**WHAT IS EXPECTED**
Identify all lines in the data containing the string "blade". Copy them out.

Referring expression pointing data
********************

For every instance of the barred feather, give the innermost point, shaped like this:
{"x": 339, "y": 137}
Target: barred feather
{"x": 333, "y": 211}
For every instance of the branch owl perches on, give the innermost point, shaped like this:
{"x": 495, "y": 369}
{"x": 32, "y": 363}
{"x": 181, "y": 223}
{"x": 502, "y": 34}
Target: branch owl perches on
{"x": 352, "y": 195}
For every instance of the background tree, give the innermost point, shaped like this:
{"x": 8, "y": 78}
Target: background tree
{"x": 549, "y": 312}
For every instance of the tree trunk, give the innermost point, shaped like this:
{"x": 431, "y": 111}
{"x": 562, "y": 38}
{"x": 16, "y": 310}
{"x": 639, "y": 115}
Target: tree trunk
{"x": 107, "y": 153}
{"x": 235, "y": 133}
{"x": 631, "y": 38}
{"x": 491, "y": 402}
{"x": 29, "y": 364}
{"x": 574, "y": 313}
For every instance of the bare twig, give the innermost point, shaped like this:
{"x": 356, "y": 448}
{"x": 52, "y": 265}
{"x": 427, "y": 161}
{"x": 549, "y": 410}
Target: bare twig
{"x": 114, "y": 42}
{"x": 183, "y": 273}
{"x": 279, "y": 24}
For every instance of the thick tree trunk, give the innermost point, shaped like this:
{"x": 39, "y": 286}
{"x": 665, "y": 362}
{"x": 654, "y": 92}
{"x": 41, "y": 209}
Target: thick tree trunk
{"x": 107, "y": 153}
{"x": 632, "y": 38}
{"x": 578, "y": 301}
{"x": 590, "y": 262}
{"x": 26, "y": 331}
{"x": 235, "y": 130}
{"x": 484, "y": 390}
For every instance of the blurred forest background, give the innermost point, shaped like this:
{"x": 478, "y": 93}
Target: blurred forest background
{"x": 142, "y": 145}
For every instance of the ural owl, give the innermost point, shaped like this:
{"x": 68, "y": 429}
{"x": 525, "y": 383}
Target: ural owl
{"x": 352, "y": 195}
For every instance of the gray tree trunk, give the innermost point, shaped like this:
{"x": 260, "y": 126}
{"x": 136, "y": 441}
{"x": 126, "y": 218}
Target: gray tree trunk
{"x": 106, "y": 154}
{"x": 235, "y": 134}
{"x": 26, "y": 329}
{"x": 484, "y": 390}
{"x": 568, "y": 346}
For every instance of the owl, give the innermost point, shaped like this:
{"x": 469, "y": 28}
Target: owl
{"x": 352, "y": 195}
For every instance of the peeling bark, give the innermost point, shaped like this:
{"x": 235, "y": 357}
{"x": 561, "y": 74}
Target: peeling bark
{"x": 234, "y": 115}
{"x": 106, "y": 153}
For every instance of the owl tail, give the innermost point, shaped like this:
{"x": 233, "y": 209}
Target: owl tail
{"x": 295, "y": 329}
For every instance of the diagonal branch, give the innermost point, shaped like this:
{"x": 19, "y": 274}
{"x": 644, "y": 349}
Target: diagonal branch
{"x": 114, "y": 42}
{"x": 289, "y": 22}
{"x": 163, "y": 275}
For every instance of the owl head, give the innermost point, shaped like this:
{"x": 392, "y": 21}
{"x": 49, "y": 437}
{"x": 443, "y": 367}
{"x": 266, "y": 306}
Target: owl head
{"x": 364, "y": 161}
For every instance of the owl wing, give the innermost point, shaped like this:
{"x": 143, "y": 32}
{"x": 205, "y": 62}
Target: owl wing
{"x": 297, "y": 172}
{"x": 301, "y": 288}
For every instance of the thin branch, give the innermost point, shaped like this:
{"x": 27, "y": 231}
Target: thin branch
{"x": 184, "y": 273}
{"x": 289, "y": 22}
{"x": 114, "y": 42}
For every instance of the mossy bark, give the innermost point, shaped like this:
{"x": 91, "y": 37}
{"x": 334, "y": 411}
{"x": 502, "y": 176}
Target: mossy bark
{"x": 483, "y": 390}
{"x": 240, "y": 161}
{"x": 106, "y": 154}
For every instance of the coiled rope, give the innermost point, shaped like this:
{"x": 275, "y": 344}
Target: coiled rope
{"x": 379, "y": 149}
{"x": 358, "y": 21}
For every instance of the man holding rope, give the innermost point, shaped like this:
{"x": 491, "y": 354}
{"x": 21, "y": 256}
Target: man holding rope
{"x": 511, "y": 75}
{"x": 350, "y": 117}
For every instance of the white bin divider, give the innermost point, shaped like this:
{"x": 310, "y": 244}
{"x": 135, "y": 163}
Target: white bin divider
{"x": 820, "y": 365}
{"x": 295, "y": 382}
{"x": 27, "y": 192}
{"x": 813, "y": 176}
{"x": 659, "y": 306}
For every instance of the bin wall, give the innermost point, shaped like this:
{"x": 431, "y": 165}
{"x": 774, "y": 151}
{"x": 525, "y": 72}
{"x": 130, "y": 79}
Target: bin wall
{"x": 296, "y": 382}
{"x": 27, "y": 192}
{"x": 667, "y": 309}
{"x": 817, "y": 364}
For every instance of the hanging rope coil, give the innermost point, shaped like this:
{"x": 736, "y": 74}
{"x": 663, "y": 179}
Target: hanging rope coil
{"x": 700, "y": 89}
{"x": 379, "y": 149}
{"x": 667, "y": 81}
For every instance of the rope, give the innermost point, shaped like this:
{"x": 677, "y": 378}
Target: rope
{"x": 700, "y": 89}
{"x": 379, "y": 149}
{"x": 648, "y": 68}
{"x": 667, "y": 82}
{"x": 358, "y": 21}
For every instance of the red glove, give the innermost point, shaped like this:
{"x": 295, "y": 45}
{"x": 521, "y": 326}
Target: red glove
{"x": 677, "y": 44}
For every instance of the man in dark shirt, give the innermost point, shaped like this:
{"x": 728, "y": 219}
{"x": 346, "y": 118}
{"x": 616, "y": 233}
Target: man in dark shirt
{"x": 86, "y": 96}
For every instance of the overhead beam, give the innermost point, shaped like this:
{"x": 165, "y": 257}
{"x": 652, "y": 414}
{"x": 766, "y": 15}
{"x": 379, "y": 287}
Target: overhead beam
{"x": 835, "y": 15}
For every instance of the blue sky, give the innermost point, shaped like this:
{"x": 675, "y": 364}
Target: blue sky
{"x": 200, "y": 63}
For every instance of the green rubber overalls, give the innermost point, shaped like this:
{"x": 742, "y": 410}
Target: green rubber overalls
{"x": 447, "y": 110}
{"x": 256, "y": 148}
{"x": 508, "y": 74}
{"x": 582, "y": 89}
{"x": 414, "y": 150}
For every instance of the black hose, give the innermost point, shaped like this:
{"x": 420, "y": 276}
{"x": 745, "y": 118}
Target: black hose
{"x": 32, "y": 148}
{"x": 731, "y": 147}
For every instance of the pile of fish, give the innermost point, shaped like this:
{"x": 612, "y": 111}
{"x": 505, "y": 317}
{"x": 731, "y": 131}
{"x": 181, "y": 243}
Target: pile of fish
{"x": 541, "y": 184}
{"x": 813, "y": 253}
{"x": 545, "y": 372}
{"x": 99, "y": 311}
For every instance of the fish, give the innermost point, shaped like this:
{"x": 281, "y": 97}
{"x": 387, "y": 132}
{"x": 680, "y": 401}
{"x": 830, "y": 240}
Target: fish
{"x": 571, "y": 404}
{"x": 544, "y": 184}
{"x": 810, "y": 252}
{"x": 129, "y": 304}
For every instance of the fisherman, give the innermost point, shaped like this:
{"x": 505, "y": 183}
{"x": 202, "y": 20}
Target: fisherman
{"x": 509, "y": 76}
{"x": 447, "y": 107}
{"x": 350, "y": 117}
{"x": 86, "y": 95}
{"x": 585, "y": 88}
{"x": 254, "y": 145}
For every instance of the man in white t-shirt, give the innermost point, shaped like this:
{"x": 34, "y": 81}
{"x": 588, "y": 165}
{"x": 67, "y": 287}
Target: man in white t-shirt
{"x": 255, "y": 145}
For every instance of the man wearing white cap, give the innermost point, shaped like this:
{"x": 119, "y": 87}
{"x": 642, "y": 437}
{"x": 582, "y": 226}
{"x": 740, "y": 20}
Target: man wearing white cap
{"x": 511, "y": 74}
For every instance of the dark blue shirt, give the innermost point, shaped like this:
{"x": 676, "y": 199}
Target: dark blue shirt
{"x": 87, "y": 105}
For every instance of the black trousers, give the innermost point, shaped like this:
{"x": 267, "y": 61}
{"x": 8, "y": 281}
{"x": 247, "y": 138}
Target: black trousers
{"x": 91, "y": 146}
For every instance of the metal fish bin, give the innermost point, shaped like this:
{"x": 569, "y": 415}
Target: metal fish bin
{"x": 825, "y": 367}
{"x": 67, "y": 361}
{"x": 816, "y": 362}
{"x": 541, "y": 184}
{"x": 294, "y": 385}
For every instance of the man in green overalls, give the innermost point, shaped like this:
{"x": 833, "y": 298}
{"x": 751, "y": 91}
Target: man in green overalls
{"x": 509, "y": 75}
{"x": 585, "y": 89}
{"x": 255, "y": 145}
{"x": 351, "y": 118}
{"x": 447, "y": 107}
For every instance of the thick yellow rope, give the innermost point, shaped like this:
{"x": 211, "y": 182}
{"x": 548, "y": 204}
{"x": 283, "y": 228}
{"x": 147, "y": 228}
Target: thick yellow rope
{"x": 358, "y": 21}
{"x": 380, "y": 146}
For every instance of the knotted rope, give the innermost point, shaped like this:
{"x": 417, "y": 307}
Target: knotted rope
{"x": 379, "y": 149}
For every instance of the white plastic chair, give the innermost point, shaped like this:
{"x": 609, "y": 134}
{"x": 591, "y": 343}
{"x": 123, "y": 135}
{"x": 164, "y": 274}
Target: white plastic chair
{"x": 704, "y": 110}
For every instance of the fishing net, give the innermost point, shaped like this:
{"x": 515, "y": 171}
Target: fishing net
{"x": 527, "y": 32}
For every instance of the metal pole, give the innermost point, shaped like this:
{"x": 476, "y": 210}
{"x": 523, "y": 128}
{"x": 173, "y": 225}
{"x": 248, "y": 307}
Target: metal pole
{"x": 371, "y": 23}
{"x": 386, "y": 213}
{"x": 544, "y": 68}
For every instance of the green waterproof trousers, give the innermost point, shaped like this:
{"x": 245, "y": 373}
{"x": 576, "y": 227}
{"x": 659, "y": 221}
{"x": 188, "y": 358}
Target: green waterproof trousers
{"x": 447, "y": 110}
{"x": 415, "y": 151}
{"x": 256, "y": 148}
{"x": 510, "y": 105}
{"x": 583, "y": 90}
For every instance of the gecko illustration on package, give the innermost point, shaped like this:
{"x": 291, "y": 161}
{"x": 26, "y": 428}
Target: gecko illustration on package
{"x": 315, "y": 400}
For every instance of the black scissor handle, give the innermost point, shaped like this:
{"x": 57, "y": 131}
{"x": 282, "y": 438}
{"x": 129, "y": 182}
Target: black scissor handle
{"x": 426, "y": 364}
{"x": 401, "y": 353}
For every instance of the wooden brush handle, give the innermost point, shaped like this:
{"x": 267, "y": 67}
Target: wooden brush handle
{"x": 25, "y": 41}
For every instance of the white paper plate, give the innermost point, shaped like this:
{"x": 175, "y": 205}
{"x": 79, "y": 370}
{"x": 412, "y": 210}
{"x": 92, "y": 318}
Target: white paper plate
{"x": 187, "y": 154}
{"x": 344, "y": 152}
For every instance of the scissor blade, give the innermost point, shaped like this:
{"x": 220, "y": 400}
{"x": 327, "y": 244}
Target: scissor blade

********************

**EXERCISE RESULT**
For every instance of the scissor blade, give the innermost point, shaped like this:
Target: scissor blade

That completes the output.